**** Data excerpts ****

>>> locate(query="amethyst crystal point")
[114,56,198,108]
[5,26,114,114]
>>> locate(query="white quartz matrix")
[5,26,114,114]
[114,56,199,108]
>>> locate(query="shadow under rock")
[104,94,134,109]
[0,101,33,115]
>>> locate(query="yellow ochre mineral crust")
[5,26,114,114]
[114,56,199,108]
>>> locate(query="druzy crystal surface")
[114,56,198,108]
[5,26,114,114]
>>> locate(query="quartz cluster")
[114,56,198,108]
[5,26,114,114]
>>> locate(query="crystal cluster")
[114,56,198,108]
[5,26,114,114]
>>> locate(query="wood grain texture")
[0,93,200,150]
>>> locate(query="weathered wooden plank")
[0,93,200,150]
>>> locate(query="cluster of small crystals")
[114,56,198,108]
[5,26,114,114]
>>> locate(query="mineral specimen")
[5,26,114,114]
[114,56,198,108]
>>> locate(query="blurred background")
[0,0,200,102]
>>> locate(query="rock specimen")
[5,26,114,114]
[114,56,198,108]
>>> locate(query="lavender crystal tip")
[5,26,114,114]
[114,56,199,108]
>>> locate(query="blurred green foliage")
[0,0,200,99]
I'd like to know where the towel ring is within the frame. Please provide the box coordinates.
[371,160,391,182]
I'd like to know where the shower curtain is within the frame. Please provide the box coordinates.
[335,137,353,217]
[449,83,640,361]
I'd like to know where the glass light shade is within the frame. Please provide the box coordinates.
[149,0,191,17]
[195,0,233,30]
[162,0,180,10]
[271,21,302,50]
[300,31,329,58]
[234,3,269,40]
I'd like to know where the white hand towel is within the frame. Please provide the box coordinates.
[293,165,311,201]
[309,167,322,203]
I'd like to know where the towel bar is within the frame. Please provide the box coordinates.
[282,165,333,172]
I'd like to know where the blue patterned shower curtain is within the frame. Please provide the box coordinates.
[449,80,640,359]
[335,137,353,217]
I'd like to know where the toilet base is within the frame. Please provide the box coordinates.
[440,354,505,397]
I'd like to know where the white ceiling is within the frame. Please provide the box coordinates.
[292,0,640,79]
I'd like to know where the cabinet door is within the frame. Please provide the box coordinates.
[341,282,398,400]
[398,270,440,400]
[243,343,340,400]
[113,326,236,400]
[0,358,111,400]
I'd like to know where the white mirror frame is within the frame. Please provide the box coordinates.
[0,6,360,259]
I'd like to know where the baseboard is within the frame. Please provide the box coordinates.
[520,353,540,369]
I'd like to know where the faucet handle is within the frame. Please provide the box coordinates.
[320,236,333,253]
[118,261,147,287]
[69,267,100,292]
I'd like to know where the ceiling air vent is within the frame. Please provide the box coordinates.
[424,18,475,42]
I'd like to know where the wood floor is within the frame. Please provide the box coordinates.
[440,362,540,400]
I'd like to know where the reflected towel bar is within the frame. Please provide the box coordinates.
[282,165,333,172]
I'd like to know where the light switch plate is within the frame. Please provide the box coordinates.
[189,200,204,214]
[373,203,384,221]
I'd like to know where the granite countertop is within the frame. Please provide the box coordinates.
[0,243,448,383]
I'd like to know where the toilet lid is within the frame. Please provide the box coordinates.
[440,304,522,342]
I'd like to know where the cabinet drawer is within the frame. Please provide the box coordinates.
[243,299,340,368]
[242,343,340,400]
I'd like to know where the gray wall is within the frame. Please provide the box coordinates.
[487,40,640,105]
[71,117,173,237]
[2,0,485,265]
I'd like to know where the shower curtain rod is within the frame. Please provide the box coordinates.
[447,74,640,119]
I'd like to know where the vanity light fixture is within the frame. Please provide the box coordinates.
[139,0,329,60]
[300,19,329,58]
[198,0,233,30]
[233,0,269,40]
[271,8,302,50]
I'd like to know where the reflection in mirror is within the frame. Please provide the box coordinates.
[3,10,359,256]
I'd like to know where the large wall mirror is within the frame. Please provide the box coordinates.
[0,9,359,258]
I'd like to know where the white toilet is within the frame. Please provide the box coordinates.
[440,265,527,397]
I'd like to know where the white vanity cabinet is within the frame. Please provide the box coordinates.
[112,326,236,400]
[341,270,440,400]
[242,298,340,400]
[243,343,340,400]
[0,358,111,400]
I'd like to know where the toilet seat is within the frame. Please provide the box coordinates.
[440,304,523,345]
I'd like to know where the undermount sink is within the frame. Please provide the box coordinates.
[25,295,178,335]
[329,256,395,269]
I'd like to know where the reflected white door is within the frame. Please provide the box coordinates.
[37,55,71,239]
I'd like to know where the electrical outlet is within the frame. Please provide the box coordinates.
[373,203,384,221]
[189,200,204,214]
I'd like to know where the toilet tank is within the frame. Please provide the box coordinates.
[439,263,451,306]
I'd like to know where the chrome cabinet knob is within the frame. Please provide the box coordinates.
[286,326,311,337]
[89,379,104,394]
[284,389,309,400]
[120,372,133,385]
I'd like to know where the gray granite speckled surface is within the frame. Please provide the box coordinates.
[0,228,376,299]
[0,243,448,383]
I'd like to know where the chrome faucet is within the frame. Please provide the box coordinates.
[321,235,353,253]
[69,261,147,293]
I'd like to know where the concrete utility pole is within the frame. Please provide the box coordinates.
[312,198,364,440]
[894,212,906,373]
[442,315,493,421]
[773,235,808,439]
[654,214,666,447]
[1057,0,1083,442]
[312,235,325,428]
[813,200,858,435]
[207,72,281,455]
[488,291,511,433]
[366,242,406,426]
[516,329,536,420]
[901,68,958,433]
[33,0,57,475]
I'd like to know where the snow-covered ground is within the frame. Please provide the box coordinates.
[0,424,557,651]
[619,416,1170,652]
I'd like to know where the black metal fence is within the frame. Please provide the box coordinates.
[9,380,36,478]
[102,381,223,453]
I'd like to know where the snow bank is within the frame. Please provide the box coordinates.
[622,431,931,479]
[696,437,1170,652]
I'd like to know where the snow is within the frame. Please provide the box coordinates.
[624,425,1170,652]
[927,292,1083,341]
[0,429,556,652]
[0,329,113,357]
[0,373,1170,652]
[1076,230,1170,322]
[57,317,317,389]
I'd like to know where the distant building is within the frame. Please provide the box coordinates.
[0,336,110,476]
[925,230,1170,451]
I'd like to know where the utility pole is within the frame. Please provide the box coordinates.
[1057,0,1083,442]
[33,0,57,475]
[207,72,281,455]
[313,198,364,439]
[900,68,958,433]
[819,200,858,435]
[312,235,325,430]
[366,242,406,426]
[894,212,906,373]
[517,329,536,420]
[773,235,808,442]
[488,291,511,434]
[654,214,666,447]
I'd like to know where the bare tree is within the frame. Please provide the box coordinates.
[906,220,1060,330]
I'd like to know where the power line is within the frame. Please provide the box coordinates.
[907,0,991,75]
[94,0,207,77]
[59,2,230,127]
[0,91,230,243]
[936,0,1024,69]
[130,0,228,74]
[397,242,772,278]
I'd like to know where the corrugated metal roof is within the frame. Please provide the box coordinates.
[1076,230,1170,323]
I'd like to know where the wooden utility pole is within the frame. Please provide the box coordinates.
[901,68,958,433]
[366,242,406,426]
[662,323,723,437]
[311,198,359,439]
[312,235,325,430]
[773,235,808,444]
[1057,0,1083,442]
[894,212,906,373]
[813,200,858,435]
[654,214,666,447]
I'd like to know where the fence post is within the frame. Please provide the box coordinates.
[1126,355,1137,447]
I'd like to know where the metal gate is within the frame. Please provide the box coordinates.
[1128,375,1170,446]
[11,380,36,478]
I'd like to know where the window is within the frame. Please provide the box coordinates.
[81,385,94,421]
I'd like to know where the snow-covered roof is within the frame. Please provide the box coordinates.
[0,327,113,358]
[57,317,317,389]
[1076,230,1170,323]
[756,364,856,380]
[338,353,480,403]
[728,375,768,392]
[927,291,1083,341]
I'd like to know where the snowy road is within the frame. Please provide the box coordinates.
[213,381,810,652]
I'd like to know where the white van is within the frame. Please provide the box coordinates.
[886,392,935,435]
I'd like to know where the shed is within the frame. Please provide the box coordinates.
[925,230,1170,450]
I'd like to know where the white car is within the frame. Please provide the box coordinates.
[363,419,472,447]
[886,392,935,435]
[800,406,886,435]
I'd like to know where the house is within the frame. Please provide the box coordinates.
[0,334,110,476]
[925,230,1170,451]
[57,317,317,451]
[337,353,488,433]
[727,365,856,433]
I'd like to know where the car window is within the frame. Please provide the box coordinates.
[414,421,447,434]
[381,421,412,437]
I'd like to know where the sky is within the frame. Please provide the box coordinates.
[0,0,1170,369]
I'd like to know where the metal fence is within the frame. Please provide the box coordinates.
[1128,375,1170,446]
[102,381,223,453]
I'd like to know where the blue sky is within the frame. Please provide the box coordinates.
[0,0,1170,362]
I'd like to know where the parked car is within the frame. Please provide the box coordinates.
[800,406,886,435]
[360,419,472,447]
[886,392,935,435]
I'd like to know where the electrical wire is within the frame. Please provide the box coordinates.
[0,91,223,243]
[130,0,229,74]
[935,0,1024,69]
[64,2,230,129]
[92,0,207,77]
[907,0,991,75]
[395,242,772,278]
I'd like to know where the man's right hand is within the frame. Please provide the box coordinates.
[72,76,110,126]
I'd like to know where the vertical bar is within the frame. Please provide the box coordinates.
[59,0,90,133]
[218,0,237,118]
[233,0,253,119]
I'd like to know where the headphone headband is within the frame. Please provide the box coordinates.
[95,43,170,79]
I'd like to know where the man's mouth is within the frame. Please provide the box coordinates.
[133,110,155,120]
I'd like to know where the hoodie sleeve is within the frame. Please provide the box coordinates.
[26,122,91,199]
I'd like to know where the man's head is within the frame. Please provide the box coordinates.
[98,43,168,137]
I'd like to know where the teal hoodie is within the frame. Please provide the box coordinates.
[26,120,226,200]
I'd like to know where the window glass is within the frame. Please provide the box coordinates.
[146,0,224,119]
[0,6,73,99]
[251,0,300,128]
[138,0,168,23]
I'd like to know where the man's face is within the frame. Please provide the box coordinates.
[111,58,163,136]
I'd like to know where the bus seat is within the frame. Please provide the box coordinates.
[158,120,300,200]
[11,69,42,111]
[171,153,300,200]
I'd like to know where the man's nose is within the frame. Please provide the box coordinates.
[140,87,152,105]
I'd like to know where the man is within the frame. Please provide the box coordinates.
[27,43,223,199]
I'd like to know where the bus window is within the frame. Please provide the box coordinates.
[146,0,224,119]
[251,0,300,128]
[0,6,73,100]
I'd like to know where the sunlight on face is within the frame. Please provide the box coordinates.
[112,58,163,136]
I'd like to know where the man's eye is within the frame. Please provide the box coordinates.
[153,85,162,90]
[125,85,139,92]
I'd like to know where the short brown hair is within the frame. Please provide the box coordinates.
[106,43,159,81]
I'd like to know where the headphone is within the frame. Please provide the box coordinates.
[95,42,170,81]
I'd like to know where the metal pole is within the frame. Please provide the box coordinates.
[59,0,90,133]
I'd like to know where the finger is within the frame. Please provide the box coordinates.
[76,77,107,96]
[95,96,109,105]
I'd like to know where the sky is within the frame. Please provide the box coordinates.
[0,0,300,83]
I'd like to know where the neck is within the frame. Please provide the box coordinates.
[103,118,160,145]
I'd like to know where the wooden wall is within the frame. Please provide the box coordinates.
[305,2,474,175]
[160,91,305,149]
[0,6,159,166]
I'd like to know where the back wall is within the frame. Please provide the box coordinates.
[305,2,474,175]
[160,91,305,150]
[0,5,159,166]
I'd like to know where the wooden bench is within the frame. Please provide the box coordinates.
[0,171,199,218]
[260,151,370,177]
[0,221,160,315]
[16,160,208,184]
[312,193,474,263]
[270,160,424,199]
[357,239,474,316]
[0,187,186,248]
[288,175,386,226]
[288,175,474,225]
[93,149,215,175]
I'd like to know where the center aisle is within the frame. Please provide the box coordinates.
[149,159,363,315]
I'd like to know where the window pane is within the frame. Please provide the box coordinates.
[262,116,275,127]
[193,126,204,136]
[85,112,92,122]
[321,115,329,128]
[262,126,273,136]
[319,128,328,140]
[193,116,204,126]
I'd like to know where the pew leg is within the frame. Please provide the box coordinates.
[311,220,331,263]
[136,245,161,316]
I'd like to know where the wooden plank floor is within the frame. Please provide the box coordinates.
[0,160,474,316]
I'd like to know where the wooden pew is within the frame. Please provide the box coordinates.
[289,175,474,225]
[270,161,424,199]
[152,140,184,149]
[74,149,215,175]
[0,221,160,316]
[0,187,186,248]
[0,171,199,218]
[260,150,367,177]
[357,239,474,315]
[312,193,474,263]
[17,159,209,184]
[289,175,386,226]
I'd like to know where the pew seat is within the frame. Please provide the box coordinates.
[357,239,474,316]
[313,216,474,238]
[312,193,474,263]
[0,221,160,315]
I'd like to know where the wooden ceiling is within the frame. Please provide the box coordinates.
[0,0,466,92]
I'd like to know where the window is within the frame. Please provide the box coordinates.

****

Problem to work on | Starting at the line that contains "I'd like to know where the bus window" and ending at the line that contains "[112,58,163,136]", reproduce only those records with their requests, and offset every box coordinate by adding 16.

The answer |
I'd like to know where the bus window is within the frame. Please provide the box coordinates.
[162,16,240,135]
[267,16,316,144]
[16,22,89,116]
I'd like to know where the sunlight on face is within the frame. Please provide the box coordinates.
[128,74,179,152]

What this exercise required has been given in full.